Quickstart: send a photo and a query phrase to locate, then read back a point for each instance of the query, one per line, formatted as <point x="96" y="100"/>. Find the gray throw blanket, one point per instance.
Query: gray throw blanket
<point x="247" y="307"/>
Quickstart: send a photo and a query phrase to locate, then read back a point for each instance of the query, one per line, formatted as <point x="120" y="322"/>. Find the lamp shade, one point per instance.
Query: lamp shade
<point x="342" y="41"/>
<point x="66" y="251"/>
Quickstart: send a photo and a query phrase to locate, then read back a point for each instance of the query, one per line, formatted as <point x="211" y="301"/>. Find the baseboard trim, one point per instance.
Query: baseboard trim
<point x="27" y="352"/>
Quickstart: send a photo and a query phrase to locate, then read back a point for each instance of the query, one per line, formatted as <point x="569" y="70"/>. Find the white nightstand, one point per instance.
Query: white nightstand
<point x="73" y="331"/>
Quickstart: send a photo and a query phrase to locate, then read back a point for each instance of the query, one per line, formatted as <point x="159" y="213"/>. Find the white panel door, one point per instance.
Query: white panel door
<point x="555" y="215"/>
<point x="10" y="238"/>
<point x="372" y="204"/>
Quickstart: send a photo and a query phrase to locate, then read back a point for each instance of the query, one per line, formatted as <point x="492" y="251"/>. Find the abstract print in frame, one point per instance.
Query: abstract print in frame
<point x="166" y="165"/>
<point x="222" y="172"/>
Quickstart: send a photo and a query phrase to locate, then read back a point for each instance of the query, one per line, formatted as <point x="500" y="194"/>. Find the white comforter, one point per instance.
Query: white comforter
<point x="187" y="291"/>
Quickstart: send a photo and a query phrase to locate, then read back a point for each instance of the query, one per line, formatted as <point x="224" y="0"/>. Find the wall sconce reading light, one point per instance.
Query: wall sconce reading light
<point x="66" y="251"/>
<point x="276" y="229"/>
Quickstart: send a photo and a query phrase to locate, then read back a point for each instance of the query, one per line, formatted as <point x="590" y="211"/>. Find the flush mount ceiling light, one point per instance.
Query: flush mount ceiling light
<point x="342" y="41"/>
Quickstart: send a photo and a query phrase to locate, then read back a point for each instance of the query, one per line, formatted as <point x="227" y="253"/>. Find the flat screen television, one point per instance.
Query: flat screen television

━━━━━━━━━━━━━━━━━━━━

**Task goal**
All of the data is to be written out again, word for word.

**Exercise answer**
Quickstart: send a photo and a query phrase to locate, then read back a point for each instance of the query, one per line, formatted as <point x="96" y="100"/>. Find the gray throw blanket, one point per instance.
Query: gray throw blanket
<point x="247" y="307"/>
Quickstart: send a photo and a query phrase to locate, then read back a point for each instance of the query, one per line, formatted as <point x="120" y="322"/>. Find the lamp shade, one point per instance.
Query: lamp shade
<point x="342" y="41"/>
<point x="66" y="251"/>
Quickstart: send a photo and a query phrase to locate, then read back a point for each instance of the query, one per line, formatted as <point x="211" y="301"/>. Find the baseboard trim, one point per instance.
Query: baseboard trim
<point x="27" y="352"/>
Quickstart: send a photo and a query phrase to locate, then read back a point for each instance of the query, one per line, formatted as <point x="569" y="70"/>. Find the white nightstand, one point per instance.
Query: white nightstand
<point x="73" y="331"/>
Quickstart: send a photo and a query phrase to locate, then read back a point for each instance of the query, one per line, formatted as <point x="159" y="213"/>. Find the white panel door, one point per instance.
Query: white panel door
<point x="555" y="215"/>
<point x="10" y="238"/>
<point x="372" y="204"/>
Quickstart: send a photo and a query phrase to locate, then read back a point for each instance of the query, one per line, formatted as <point x="492" y="251"/>. Find the abstract print in frame, one point per instance.
Query: abstract print in frame
<point x="166" y="165"/>
<point x="222" y="172"/>
Quickstart: send a photo and a query phrase to locate, then read back a point for each instance of the query, one per line, formatted as <point x="500" y="194"/>. Find the white comforter, one point per instance.
Query: white comforter
<point x="187" y="291"/>
Quickstart: send a photo and a query phrase to locate, then read back a point for each instance of the query, one per line, formatted as <point x="224" y="0"/>. Find the wall sconce reading light, one point per instance.
Query: wall sconce reading light
<point x="66" y="251"/>
<point x="276" y="229"/>
Quickstart: send a photo and a query phrase to locate, then read back a point for each instance of the query, one per line, formatted as <point x="590" y="211"/>. Find the flush mount ceiling light, one point per instance.
Query: flush mount ceiling light
<point x="342" y="41"/>
Quickstart: send a photo and a query phrase to locate, then read back a point for each instance of the query, one per line, formatted as <point x="227" y="253"/>. Find the flat screen television, one point per instance.
Query: flat screen television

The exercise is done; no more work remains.